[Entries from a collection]
------------------------------
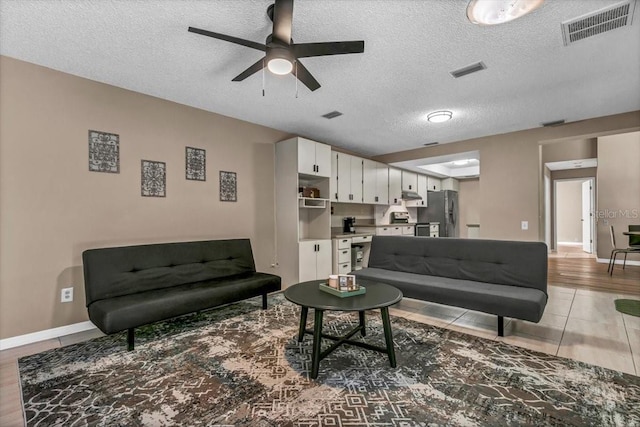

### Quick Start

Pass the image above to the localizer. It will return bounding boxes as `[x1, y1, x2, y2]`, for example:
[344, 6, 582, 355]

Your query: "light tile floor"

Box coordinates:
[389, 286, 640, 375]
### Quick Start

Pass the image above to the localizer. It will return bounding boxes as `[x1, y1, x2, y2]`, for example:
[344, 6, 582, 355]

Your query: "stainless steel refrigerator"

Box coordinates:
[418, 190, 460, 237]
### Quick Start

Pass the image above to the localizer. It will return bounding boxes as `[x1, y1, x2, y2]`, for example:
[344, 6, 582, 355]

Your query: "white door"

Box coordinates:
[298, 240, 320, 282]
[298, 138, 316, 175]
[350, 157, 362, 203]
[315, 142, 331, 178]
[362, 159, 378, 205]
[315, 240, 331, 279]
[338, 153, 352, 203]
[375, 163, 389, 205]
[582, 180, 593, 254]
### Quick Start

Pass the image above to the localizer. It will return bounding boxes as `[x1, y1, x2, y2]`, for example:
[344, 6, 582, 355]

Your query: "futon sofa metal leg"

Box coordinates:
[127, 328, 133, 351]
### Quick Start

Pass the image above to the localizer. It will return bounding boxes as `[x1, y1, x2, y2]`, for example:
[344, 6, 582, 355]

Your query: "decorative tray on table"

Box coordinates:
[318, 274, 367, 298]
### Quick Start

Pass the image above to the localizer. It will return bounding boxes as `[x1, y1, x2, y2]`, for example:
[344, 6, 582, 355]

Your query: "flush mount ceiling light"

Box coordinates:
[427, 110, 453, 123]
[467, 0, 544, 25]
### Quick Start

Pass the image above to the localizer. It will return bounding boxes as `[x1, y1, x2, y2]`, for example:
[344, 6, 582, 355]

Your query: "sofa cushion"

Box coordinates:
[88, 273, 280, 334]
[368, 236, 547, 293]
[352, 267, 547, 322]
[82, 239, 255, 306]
------------------------------
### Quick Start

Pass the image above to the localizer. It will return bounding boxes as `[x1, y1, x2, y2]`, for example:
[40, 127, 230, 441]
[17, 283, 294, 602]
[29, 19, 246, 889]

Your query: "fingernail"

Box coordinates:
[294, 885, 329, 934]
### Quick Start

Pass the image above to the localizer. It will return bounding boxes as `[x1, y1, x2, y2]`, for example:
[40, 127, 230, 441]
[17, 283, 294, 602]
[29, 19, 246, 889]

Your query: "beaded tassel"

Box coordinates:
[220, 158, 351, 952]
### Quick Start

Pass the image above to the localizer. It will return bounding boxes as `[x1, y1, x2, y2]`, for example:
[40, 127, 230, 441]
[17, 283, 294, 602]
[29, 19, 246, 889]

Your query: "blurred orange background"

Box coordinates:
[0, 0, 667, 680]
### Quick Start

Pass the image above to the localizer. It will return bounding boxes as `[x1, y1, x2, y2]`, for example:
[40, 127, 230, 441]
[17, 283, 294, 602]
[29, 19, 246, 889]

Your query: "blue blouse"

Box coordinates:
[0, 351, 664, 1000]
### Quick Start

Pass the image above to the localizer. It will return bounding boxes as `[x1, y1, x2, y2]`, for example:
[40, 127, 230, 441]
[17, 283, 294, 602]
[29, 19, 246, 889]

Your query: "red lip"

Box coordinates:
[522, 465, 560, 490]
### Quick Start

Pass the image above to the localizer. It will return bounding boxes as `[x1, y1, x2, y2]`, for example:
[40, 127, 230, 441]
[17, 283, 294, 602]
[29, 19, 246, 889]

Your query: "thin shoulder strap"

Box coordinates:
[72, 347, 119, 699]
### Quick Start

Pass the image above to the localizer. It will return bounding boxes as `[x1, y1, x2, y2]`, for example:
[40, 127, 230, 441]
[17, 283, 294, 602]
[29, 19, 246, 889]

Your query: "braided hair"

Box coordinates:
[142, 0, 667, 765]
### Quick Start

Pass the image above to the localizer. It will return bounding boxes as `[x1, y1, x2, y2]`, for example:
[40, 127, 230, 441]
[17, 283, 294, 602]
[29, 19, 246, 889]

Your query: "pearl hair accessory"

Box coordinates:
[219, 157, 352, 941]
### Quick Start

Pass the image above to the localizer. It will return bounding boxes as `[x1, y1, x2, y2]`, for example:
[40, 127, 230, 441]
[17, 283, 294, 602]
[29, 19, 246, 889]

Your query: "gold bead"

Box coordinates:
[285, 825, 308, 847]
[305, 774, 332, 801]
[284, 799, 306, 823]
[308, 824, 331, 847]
------------------------------
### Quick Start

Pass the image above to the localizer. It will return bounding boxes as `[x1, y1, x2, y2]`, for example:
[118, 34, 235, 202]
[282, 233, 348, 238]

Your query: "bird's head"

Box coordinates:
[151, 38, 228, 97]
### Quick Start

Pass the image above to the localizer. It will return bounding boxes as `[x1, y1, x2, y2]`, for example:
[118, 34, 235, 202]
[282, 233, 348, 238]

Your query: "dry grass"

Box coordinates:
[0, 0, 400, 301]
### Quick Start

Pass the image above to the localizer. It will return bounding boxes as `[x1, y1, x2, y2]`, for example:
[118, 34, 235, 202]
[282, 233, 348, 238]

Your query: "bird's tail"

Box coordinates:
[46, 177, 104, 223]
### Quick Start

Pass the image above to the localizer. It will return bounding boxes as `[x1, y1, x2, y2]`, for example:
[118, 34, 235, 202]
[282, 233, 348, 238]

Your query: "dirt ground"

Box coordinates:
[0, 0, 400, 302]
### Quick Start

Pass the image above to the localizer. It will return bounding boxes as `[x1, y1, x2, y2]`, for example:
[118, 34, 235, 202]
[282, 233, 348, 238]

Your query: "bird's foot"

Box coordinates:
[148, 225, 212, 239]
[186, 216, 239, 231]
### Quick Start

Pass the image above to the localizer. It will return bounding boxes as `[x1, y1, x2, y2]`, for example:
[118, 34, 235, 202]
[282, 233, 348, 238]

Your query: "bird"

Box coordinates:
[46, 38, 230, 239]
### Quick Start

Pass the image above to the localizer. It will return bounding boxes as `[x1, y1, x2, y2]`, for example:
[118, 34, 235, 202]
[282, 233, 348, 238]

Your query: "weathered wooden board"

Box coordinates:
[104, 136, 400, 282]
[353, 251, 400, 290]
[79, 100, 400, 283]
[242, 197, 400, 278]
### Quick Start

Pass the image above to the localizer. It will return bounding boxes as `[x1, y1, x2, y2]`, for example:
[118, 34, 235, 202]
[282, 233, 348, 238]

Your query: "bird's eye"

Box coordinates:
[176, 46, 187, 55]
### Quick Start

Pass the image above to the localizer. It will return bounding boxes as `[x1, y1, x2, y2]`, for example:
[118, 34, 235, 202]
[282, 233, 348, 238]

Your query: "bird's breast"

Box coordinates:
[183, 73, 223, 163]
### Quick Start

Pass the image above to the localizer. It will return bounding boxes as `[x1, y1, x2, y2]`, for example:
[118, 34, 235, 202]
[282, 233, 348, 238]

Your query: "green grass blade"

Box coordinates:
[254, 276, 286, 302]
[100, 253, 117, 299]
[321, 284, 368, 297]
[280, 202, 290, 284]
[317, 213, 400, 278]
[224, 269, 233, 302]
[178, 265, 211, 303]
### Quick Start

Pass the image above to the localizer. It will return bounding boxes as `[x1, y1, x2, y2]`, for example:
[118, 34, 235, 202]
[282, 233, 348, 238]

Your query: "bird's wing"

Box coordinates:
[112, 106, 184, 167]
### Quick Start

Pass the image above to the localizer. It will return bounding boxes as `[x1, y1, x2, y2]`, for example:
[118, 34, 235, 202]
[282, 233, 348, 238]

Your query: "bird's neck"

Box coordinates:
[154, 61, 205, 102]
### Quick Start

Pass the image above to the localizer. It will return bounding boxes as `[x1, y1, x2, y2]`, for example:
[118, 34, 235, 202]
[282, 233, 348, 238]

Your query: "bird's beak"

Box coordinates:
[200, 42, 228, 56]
------------------------------
Directive:
List every line of the material above that contains the string "light".

Solution to the exercise:
Your query: "light tile floor"
Your query: "flush mount ceiling light"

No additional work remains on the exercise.